## BEGIN Records provided

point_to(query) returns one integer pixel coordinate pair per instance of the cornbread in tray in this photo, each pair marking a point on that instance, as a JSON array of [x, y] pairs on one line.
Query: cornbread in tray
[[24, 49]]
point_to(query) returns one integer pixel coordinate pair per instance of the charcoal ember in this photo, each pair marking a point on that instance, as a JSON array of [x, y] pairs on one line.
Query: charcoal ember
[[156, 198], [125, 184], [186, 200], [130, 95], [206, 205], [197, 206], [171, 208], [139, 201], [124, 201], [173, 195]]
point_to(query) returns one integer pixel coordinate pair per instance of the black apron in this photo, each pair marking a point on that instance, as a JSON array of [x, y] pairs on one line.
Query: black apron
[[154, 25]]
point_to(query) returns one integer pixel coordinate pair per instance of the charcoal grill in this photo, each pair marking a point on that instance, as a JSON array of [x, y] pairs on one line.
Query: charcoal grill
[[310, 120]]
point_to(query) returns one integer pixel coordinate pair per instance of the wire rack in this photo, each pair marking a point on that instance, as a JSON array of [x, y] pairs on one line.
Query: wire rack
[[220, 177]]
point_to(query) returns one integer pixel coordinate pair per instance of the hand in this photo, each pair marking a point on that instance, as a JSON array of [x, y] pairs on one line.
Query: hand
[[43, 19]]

## END Records provided

### [Work to complete]
Put every record into a two-column CSV with the header input,output. Give one row per record, with the record's text under input and its answer under output, each in its own quoted field with line breaks replaced by spaces.

### [Task solution]
input,output
"point_to(query) returns one integer pixel coordinate pair per instance of the cornbread in tray in this photo, each pair marking a point on that instance, as a JSON array of [x, y] pairs on one line. Query: cornbread in tray","[[24, 49]]"
"point_to(query) returns one integer pixel coordinate pair per instance of the charcoal ember in this photo, each pair marking a point on that instance, as a JSON array of [x, y] pairs on one line. Query: charcoal ember","[[156, 198], [125, 184], [186, 200], [130, 95], [206, 205], [197, 206], [171, 208], [139, 201], [124, 201], [173, 195]]"
"point_to(query) returns one integer pixel coordinate pair per instance of the black apron in this photo, each pair marking a point on that instance, as a JSON array of [x, y] pairs on one line. Query: black apron","[[154, 25]]"
"point_to(query) returns one integer pixel coordinate pair per instance of the charcoal grill in this photo, each pair marking a point on that instance, as a JSON array of [x, y] pairs on one line. Query: charcoal grill","[[310, 120]]"
"point_to(query) returns one integer pixel coordinate pair per instance of the wire rack in this photo, each pair marking a point on that instance, as a JSON array of [x, y] pairs on one line. Query: wire rack","[[220, 177]]"
"point_to(query) returns one integer pixel coordinate pair per instance of the hand in this photo, each pair marking a point on that instance, as a JSON array of [x, y] pairs on one line. Query: hand","[[43, 19]]"